Copy each of the following entries word for word, keeping every line unchanged.

════════════════════

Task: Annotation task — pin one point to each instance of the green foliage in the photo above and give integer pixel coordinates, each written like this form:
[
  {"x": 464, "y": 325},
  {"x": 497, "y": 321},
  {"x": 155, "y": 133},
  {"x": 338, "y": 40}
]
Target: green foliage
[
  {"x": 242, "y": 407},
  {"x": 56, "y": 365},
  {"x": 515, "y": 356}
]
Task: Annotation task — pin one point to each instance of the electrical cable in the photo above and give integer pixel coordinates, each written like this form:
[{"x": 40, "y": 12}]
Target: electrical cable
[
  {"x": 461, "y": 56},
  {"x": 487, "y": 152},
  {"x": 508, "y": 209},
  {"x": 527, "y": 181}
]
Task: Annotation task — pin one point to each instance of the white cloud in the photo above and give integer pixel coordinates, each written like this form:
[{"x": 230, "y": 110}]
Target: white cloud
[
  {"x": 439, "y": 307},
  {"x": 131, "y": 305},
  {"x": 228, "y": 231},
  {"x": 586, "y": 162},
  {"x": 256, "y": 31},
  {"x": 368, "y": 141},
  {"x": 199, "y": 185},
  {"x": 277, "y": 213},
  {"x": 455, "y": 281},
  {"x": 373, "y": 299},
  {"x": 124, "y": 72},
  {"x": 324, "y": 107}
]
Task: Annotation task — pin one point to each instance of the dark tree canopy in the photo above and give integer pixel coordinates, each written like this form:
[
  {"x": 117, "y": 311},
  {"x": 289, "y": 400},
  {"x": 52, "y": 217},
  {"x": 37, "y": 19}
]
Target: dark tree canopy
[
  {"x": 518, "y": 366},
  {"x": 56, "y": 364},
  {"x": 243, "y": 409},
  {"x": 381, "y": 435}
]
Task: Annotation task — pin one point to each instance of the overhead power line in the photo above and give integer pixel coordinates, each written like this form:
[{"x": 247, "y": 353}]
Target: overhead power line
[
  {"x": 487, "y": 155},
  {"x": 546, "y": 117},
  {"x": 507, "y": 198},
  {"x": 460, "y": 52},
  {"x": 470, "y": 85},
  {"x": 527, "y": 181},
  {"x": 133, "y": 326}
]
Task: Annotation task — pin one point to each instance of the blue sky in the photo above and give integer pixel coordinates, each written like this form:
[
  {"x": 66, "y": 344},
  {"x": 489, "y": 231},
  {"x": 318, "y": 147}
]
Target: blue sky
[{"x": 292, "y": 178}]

════════════════════

EXERCISE RESPONSE |
Task: Annotation task — pin one point to each instance of the green foliage in the photo above and give integer pixel coordinates, each written like this form:
[
  {"x": 464, "y": 325},
  {"x": 497, "y": 321},
  {"x": 155, "y": 133},
  {"x": 338, "y": 40}
]
Target: green foliage
[
  {"x": 242, "y": 407},
  {"x": 56, "y": 365},
  {"x": 515, "y": 356}
]
Task: Annotation task — pin one point to each instance of the electrical cable in the photo above and give integer pixel coordinates, each written like this form:
[{"x": 40, "y": 12}]
Target: electrical cable
[
  {"x": 461, "y": 56},
  {"x": 487, "y": 152},
  {"x": 508, "y": 209},
  {"x": 527, "y": 181}
]
Task: Annotation task — pin one point to each instance of the white cloud in the photo above and give integer pixel coordinates, each written like this form:
[{"x": 230, "y": 110}]
Target: white cloud
[
  {"x": 439, "y": 307},
  {"x": 131, "y": 305},
  {"x": 228, "y": 231},
  {"x": 586, "y": 162},
  {"x": 256, "y": 31},
  {"x": 368, "y": 141},
  {"x": 199, "y": 185},
  {"x": 277, "y": 213},
  {"x": 455, "y": 281},
  {"x": 373, "y": 299},
  {"x": 124, "y": 72},
  {"x": 324, "y": 107}
]
Task: Annotation task — pin one point to each instance of the dark tree canopy in the photo above and give integer pixel coordinates, each written like this form:
[
  {"x": 117, "y": 311},
  {"x": 289, "y": 400},
  {"x": 52, "y": 217},
  {"x": 37, "y": 19}
]
Target: dark tree canopy
[
  {"x": 518, "y": 366},
  {"x": 56, "y": 364},
  {"x": 243, "y": 409},
  {"x": 381, "y": 435}
]
Task: Annotation task — pin one point to each instance of the overhead power line in the photo above and give integer pixel coordinates, each written like this form:
[{"x": 247, "y": 353}]
Target: overhead power line
[
  {"x": 487, "y": 155},
  {"x": 546, "y": 117},
  {"x": 507, "y": 198},
  {"x": 460, "y": 52},
  {"x": 470, "y": 85},
  {"x": 527, "y": 181},
  {"x": 133, "y": 326}
]
Task: Annotation task — pin one point to each instance of the blue sky in the photo above and give integer pixel coordinates, each written like this form:
[
  {"x": 66, "y": 344},
  {"x": 489, "y": 231},
  {"x": 318, "y": 147}
]
Target: blue sky
[{"x": 292, "y": 178}]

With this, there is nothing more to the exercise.